EXERCISE DIRECTIONS:
Rewrite the stretch from the start of the records through the line containing "Query: gable roof" as a JSON list of strings, with one string per line and blank lines omitted.

(Records of outlines for named regions)
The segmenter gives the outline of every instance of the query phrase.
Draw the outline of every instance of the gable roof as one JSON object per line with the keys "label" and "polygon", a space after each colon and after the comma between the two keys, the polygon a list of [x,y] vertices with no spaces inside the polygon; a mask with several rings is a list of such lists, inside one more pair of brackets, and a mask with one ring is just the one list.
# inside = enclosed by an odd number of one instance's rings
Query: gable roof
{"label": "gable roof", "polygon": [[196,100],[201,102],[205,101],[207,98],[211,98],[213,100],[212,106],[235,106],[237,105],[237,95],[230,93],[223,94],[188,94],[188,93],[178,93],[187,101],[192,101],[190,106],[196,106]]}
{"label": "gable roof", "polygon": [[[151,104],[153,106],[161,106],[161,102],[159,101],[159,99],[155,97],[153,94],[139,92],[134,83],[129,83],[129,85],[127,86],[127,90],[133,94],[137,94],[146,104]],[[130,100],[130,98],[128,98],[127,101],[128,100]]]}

THE SOLUTION:
[
  "The segmenter gives the outline of every instance of the query phrase.",
  "Draw the outline of every instance of the gable roof as one JSON object per line with the keys \"label\" and \"polygon\", a space after each colon and after the comma between the two keys, the polygon a list of [x,y] vertices with no spaces inside the polygon; a mask with several rings is a list of such lists, inside one more pair of brackets, and a mask with one ring is just the one list.",
  "# inside = enclosed by an odd number of one instance's rings",
  "Query: gable roof"
]